** Begin SUPPLIED MATERIAL **

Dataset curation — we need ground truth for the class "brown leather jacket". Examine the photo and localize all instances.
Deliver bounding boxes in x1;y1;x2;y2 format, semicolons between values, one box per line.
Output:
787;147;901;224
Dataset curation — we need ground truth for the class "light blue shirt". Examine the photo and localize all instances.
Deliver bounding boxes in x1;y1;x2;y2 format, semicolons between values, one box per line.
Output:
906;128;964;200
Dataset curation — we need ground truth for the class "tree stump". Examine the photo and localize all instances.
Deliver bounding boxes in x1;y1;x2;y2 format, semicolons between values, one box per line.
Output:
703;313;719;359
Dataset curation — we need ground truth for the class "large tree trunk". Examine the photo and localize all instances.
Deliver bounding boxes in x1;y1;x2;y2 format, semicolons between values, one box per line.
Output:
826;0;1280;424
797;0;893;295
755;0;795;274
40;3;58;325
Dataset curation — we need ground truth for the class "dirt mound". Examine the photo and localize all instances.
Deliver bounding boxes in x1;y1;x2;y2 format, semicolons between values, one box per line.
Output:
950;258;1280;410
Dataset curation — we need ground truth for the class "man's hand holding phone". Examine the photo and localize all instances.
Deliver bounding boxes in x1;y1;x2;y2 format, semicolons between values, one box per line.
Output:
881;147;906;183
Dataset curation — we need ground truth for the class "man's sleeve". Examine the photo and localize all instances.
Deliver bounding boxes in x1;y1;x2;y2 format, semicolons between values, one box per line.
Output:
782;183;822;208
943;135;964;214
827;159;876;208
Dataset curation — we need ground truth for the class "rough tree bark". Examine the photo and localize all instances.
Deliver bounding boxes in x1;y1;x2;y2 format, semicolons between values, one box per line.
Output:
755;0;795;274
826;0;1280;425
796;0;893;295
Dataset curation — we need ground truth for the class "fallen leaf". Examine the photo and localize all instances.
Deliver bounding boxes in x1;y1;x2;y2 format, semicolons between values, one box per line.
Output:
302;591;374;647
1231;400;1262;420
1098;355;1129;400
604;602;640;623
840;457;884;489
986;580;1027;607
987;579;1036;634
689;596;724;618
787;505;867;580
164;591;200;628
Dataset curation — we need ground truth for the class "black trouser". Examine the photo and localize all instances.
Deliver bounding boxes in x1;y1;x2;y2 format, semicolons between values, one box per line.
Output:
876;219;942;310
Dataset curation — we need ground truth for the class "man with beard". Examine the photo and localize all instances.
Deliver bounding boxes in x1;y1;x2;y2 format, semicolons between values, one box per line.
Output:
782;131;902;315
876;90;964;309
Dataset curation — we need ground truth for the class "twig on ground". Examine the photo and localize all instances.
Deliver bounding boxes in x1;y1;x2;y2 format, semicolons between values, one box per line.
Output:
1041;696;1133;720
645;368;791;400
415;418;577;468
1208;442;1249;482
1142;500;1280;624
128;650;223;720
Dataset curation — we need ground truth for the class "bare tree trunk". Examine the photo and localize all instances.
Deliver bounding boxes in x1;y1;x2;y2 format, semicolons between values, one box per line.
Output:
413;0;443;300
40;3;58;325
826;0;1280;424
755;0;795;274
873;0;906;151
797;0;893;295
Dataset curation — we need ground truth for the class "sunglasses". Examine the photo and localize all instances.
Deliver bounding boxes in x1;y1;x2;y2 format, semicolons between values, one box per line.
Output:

** End SUPPLIED MATERIAL **

* OBJECTIVE: Show every line in the records above that contains the string "trunk". Case counts.

* TASK RESULT:
Dataset curation — we need ground truth for the class "large tree trunk". Examine the photo and localize all instances.
Dataset curation — we need ground truth for the class "bare tree trunk". Examine the photo and localize all instances.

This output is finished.